_Yang Harus Dikerjakan_:
a. Dalam teks tentang integrasi-interkoneksi, apa arti kata interkoneksi secara etimologis?
b. Ketik ulang bagian teks tentang integrasi-interkoneksi dari "Integrasi-interkoneksi merupakan dua" sampai "atau menjadi utuh." tanpa mengubah satu huruf pun.

_Bagian Teks_:
Integrasi-interkoneksi merupakan dua kata yang berbeda, tapi
mempunyai maksud dan tujuan yang sama yaitu menggabungkan dan mengkaitkan dua
persoalan yang dianggap terpisah.[7]
Secara
etimologis, kata interkoneksi berarti hubungan satu sama lain, sedangkan integrasi berarti pembauran
hingga menjadi kesatuan yang utuh atau bulat.[8] Poerwadarminta
mengungkapkan bahwa integrasi secara etimologis dapat dipahami sebagai
perpaduan, penyatuan, dan penggabungan dua objek atau lebih.[9] Pengertian semakna juga
disampaikan oleh Triantono[10] yakni integrasi adalah
penyatuan supaya menjadi suatu kebulatan atau menjadi utuh.

_Data yang Diberikan_:

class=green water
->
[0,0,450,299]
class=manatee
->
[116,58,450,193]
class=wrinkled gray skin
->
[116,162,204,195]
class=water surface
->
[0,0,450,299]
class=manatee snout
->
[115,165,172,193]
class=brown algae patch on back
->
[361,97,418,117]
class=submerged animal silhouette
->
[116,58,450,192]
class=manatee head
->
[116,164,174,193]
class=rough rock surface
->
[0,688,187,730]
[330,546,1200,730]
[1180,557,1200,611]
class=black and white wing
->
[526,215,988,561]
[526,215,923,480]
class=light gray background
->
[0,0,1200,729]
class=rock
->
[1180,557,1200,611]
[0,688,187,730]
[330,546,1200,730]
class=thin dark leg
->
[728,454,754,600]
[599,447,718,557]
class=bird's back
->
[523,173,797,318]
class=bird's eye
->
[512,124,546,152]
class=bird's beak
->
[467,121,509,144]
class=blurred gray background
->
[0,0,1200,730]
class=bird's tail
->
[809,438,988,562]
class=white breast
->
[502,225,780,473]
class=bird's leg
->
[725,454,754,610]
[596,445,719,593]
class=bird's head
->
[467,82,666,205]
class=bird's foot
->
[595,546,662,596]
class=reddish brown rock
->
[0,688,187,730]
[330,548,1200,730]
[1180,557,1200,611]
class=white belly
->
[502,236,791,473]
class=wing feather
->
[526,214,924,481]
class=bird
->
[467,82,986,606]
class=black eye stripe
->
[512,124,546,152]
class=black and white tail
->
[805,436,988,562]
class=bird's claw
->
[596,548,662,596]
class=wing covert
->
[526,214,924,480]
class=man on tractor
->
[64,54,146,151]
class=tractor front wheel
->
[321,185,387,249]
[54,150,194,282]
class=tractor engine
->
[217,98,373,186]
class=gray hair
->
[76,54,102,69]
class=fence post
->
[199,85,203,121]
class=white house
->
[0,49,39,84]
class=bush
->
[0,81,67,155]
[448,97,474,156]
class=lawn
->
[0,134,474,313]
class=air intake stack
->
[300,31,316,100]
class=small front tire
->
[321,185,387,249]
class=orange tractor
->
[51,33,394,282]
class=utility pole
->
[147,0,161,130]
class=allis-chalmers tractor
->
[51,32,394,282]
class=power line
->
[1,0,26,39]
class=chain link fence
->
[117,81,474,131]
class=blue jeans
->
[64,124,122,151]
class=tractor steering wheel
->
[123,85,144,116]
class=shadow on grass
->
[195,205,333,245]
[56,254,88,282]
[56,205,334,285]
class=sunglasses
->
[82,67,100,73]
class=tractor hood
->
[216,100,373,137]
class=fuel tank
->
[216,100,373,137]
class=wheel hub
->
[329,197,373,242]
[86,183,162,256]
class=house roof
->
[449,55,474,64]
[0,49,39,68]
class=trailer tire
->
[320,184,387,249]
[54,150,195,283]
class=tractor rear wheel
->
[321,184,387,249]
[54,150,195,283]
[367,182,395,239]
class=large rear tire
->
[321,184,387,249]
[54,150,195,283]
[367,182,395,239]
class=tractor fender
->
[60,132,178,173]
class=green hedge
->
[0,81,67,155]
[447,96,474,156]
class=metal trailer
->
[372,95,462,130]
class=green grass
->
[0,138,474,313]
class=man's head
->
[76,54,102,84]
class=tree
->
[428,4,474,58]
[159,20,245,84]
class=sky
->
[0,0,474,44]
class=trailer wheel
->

_Kunci Jawaban_:
a. Hubungan satu sama lain.

b.
Integrasi-interkoneksi merupakan dua kata yang berbeda, tapi
mempunyai maksud dan tujuan yang sama yaitu menggabungkan dan mengkaitkan dua
persoalan yang dianggap terpisah.[7]
Secara
etimologis, kata interkoneksi berarti hubungan satu sama lain, sedangkan integrasi berarti pembauran
hingga menjadi kesatuan yang utuh atau bulat.[8] Poerwadarminta
mengungkapkan bahwa integrasi secara etimologis dapat dipahami sebagai
perpaduan, penyatuan, dan penggabungan dua objek atau lebih.[9] Pengertian semakna juga
disampaikan oleh Triantono[10] yakni integrasi adalah
penyatuan supaya menjadi suatu kebulatan atau menjadi utuh.